Aus einem kleinen Start-up ist in der Zwischenzeit ein echtes mittelständisches Unternehmen mit über 360 Mitarbeitern geworden. Und Deutschlands Touristenattraktion Nummer eins. Selbst Schloss Neuschwanstein oder das Brandenburger Tor müssen sich der Miniaturwelt gemäß einer Umfrage der Deutschen Zentrale für Tourismus geschlagen geben. Auch für Hamburg selbst ist das Miniatur Wunderland ein wichtiger kommerzieller Faktor geworden. Allein 245.000 Übernachtungen gehen auf das Konto der Gebrüder Braun. Und die planen, was das Zeug hält. Kostentechnisch sind bereits über 16 Millionen Euro in die Anlage geflossen, weitere Gelder sind eingeplant. Die Finanzierung solcher Erweiterungen bestreiten die Braun-Brüder aus den laufenden Einnahmen und Rücklagen, Kredite werden dankend abgelehnt. Wer meint, diese Politik schlage sich bei den Eintrittspreisen nieder, sieht sich getäuscht. Gerade einmal 13 Euro zahlen Erwachsene, Kinder bis 16 Jahre sogar nur 6.50 Euro. Auch die Verpflegung im Restaurant schlägt höchstens auf das Gewicht, nicht aber auf den Geldbeutel. Denn auch hier sucht man abgehobene Preise vergeblich.
Egal, ob zum ersten Mal oder als „Wiederholungstäter“, die Reise ins Miniatur Wunderland lohnt sich immer. Nicht nur zur Weihnachtszeit. Unser Tipp: Da das Miniatur Wunderland ein echter Touristenmagnet ist, bieten viele Reiseanbieter Komplettangebote mit Anreise, Unterkunft und Eintritt an. Hier lohnt sich der Vergleich.
◆ ◆ ◆ ◆ ◆
• AUSZUFÜHRENDE AUFGABEN:
(a) Übersetze den folgenden Satz aus dem Textauszug über das Miniatur Wunderland ins Englische: „Die Finanzierung solcher Erweiterungen bestreiten die Braun-Brüder aus den laufenden Einnahmen und Rücklagen, Kredite werden dankend abgelehnt.“
(b) Gib den Abschnitt des Textauszugs zwischen „Egal, ob zum“ und „sich der Vergleich.“ einschließlich wieder und tausche dabei „Reiseanbieter“ gegen „Reiseveranstalter“ aus.
◆ ◆ ◆ ◆ ◆
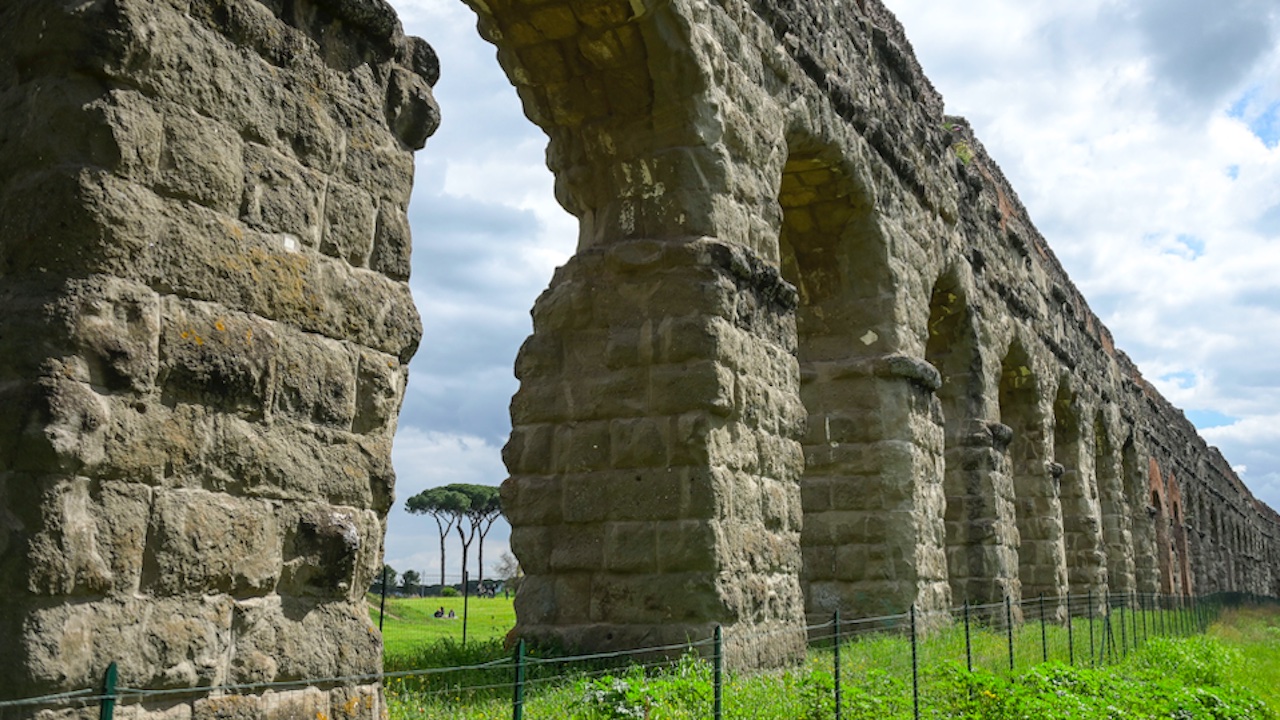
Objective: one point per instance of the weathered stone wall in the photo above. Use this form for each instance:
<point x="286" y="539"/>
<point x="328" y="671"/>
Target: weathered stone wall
<point x="786" y="247"/>
<point x="206" y="322"/>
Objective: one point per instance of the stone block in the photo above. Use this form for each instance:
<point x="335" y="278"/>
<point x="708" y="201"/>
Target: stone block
<point x="581" y="447"/>
<point x="280" y="196"/>
<point x="275" y="639"/>
<point x="350" y="223"/>
<point x="630" y="547"/>
<point x="393" y="244"/>
<point x="329" y="552"/>
<point x="379" y="388"/>
<point x="577" y="547"/>
<point x="200" y="160"/>
<point x="87" y="537"/>
<point x="213" y="543"/>
<point x="688" y="546"/>
<point x="640" y="442"/>
<point x="650" y="600"/>
<point x="529" y="450"/>
<point x="315" y="381"/>
<point x="530" y="500"/>
<point x="158" y="642"/>
<point x="696" y="386"/>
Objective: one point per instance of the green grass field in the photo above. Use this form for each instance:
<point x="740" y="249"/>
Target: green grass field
<point x="410" y="627"/>
<point x="1232" y="673"/>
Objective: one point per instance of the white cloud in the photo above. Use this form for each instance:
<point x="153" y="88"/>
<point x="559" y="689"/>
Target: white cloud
<point x="426" y="459"/>
<point x="1114" y="121"/>
<point x="1148" y="174"/>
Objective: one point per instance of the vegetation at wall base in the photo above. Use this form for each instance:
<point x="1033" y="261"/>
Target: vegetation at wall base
<point x="1233" y="673"/>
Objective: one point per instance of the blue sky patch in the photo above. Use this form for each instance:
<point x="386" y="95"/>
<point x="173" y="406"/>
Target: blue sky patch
<point x="1206" y="419"/>
<point x="1260" y="115"/>
<point x="1193" y="244"/>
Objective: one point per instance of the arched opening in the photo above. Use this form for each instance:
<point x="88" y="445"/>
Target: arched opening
<point x="1142" y="516"/>
<point x="978" y="568"/>
<point x="1164" y="550"/>
<point x="860" y="532"/>
<point x="1115" y="510"/>
<point x="1082" y="523"/>
<point x="1041" y="566"/>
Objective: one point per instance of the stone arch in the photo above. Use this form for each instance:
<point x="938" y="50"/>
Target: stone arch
<point x="654" y="455"/>
<point x="979" y="554"/>
<point x="1161" y="529"/>
<point x="865" y="492"/>
<point x="1041" y="563"/>
<point x="1116" y="533"/>
<point x="1082" y="523"/>
<point x="1144" y="509"/>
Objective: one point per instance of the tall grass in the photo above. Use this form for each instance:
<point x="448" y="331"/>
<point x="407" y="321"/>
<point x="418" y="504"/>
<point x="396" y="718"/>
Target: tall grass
<point x="1188" y="678"/>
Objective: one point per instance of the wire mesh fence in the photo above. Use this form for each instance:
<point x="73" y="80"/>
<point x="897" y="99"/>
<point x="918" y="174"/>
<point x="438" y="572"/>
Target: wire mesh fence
<point x="899" y="665"/>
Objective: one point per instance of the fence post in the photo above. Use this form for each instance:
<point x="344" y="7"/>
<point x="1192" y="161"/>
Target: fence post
<point x="465" y="586"/>
<point x="836" y="659"/>
<point x="1043" y="637"/>
<point x="836" y="634"/>
<point x="1070" y="634"/>
<point x="517" y="701"/>
<point x="382" y="605"/>
<point x="1142" y="610"/>
<point x="915" y="669"/>
<point x="718" y="668"/>
<point x="1092" y="651"/>
<point x="1124" y="638"/>
<point x="1133" y="624"/>
<point x="1009" y="630"/>
<point x="106" y="710"/>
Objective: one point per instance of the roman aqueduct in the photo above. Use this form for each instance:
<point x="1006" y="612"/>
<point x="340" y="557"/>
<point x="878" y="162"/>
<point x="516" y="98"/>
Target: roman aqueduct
<point x="810" y="352"/>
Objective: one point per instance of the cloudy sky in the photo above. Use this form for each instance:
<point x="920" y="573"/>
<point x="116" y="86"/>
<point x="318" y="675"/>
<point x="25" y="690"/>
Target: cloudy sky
<point x="1142" y="135"/>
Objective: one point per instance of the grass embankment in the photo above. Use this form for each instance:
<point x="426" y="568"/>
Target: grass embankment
<point x="1233" y="673"/>
<point x="410" y="624"/>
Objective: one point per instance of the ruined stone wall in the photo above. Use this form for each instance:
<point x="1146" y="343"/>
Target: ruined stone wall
<point x="204" y="253"/>
<point x="787" y="249"/>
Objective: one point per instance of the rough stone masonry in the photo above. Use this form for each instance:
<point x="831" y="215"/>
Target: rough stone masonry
<point x="810" y="352"/>
<point x="205" y="327"/>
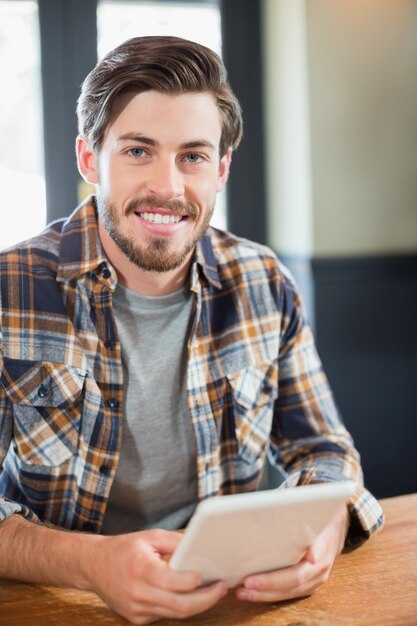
◆ ◆ ◆ ◆ ◆
• ERGEBNISSE DER AUFGABEN:
(a) The Braun brothers finance such expansions from ongoing revenue and reserves; loans are politely declined.

(b)
Egal, ob zum ersten Mal oder als „Wiederholungstäter“, die Reise ins Miniatur Wunderland lohnt sich immer. Nicht nur zur Weihnachtszeit. Unser Tipp: Da das Miniatur Wunderland ein echter Touristenmagnet ist, bieten viele Reiseveranstalter Komplettangebote mit Anreise, Unterkunft und Eintritt an. Hier lohnt sich der Vergleich.